▶ Input material
[start]

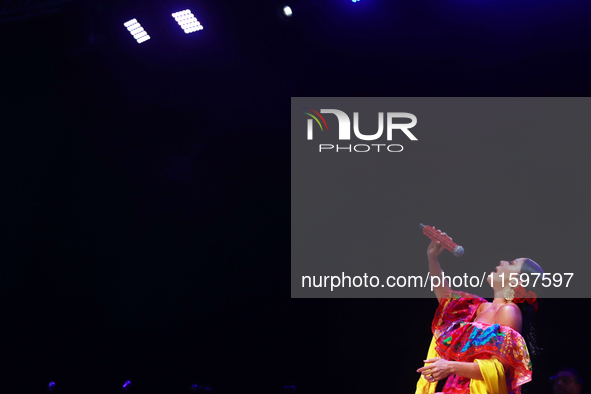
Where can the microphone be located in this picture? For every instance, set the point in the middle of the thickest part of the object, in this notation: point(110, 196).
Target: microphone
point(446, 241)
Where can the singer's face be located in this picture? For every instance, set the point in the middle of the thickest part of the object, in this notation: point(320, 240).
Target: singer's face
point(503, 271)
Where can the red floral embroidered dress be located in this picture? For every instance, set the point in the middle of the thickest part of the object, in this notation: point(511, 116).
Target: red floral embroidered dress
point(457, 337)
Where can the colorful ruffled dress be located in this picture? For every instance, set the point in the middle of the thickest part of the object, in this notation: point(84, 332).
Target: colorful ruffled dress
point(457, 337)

[end]
[start]

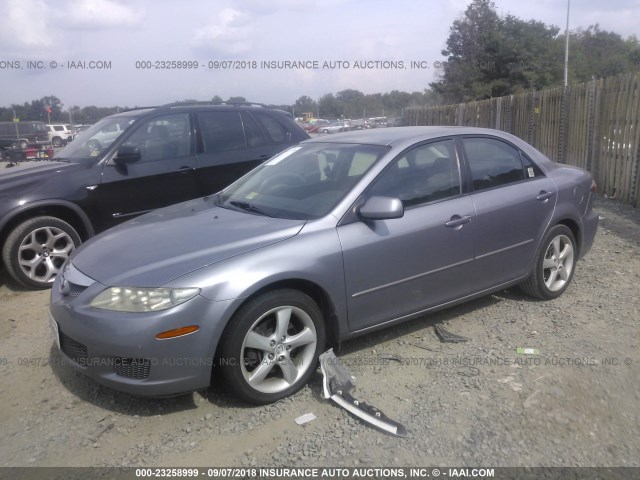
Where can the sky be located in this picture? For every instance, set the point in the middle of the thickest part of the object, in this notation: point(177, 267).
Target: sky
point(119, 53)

[end]
[start]

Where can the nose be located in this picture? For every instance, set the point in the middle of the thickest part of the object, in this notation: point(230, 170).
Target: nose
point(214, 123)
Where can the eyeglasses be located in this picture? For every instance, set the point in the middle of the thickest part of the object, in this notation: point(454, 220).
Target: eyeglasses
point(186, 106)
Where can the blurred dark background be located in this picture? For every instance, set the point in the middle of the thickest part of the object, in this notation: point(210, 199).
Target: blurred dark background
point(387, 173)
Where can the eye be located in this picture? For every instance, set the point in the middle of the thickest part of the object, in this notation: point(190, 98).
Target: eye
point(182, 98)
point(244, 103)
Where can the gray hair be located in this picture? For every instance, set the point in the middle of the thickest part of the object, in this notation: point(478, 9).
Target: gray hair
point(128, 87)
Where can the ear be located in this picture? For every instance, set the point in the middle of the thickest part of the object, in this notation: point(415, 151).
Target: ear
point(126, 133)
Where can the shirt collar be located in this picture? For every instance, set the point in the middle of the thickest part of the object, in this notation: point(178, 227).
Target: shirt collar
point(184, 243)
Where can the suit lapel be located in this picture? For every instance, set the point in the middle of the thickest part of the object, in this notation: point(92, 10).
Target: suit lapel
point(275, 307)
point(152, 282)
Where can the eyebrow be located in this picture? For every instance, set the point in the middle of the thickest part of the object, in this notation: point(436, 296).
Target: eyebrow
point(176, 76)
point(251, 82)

[end]

▶ The task
Replace "gray hair" with "silver hair" in the part that opens with the line containing "Where can the eyeglasses" and closes with the line containing "point(128, 87)", keeping all other wording the same. Give only those lines, both end lines included.

▶ Answer in full
Where can the eyeglasses be located in this picture? For every instance, set the point in the middle of the thickest part of the object, in this notation: point(454, 220).
Target: eyeglasses
point(186, 106)
Where can the blurred dark background be located in this picture? For every instance, set the point in the middle of the thickest part of the object, in this notation: point(210, 199).
Target: blurred dark background
point(387, 173)
Where can the eye be located in this picture? For every instance, set the point in the middle of the thickest part of the object, in this notation: point(190, 98).
Target: eye
point(182, 98)
point(244, 103)
Where can the silver hair be located in this picture? For every instance, set the point in the middle of the thickest part of the object, in this notation: point(478, 9).
Target: silver hair
point(128, 87)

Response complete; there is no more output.